⟨
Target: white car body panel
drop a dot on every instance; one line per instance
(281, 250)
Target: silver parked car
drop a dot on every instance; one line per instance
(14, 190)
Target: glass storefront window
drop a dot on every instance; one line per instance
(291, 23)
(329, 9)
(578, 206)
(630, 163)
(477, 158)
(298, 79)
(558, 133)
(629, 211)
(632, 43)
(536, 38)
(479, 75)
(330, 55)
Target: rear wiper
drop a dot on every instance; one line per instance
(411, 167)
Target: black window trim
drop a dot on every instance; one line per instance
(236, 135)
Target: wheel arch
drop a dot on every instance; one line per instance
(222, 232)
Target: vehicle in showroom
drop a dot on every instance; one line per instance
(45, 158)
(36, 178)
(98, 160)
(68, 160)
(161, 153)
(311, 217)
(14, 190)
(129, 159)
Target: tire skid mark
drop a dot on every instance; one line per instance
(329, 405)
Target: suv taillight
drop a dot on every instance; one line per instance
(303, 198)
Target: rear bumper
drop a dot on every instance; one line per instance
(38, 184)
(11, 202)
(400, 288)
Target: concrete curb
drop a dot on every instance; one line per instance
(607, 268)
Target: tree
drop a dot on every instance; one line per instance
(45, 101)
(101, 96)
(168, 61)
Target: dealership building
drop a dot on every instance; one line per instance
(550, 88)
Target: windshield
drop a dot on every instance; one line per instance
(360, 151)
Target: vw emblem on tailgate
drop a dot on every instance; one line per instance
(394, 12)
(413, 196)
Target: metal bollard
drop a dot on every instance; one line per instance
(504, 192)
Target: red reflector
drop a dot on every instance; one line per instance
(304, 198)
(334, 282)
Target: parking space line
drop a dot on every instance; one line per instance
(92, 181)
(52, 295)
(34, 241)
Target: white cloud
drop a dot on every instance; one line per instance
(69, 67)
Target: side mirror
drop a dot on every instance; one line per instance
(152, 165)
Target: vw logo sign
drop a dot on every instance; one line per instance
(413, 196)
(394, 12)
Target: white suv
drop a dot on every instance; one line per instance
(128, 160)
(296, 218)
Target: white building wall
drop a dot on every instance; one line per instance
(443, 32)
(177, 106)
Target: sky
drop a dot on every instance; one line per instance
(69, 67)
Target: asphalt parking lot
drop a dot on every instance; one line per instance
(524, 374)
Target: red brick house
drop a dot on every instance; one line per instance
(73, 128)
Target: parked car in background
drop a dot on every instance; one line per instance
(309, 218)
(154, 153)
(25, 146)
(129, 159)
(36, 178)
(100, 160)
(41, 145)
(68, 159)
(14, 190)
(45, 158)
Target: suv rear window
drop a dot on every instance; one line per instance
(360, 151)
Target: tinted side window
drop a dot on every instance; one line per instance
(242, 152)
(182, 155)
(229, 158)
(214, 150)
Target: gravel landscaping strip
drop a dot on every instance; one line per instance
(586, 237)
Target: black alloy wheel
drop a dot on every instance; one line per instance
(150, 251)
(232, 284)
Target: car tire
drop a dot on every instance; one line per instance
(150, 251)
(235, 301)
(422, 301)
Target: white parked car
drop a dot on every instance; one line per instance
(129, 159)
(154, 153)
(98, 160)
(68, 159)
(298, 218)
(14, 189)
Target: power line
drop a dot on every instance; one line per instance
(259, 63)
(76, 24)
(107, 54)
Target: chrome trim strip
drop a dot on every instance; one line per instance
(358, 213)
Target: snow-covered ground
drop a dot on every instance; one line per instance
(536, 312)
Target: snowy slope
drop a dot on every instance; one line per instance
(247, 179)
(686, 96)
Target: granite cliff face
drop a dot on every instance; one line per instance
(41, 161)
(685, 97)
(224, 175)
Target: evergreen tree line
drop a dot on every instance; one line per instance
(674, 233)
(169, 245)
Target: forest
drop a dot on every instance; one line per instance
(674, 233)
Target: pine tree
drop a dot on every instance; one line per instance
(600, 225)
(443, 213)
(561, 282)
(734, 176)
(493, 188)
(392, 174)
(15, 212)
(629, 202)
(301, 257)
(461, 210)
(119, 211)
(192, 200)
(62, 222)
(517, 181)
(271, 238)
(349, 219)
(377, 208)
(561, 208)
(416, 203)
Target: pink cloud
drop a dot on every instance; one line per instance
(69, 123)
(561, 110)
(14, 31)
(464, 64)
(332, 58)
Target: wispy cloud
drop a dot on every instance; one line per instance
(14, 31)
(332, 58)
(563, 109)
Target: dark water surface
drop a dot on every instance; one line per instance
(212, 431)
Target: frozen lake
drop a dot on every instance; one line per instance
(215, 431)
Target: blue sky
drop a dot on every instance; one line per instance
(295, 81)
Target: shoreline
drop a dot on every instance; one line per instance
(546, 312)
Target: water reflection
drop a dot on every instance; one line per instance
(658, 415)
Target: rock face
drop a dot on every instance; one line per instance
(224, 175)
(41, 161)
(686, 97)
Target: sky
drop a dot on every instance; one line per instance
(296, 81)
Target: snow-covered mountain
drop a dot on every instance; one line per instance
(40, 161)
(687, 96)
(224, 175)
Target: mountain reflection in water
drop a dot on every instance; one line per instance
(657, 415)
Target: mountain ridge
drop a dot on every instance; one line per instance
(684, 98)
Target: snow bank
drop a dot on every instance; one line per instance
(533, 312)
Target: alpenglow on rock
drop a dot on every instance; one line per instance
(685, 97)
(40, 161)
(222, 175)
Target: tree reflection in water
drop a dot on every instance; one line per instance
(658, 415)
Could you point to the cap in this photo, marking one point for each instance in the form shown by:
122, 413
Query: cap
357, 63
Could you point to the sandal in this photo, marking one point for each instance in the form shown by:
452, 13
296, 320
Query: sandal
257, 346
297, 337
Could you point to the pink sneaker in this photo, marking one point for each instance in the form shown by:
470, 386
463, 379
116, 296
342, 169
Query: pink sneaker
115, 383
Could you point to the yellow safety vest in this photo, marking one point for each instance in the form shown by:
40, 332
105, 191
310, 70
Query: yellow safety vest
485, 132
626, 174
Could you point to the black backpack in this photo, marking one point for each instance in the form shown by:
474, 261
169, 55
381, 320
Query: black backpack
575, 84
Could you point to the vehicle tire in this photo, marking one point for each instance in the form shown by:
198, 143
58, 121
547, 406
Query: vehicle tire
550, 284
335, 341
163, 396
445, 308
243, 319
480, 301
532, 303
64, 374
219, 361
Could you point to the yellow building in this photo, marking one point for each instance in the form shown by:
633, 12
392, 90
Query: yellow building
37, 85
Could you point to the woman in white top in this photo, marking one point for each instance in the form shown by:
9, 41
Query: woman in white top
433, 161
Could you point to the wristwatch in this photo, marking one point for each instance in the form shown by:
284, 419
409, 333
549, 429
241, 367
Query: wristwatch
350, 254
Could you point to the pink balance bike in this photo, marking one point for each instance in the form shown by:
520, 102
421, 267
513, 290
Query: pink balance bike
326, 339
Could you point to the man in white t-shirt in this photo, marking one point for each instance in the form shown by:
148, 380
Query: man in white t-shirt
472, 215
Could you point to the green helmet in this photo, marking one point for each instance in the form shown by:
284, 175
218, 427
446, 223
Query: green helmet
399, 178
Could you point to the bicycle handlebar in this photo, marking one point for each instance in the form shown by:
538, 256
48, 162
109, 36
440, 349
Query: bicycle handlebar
⟩
What is asked
Give again only the lines starting at the one that contains "Could you point to the vehicle" and running to the end of the data.

Expected answer
Could you point to the vehicle tire in this photo, marking one point for each instance in the form shown by:
198, 143
58, 121
547, 406
Query: vehicle tire
550, 284
335, 341
163, 396
445, 308
243, 319
480, 301
532, 303
64, 374
219, 361
Could you point to the yellow building in this photo, marking one point for each instance in the form shown by:
633, 12
392, 90
Query: yellow building
37, 85
Could you point to the woman in white top in this photo, marking one point for each instance in the form shown by:
9, 41
Query: woman in white top
433, 161
Could you point to the wristwatch in this photo, marking one point for each instance in the form shown by:
284, 419
409, 333
549, 429
241, 367
Query: wristwatch
350, 254
Could you point to the pink balance bike in this photo, marking one point for each instance in the form shown by:
520, 102
421, 267
513, 290
Query: pink balance bike
326, 339
Could you point to the man in white t-shirt in this photo, marking one point for each instance in the form shown by:
148, 380
Query: man in white t-shirt
472, 215
Could you point to the green helmet in this photo, marking one point for each instance in the form shown by:
284, 175
218, 427
446, 223
Query: green helmet
399, 178
Could you point to the bicycle handlebar in this photo, marking one point for each instance in the form shown by:
538, 256
48, 162
109, 36
440, 349
Query: bicycle handlebar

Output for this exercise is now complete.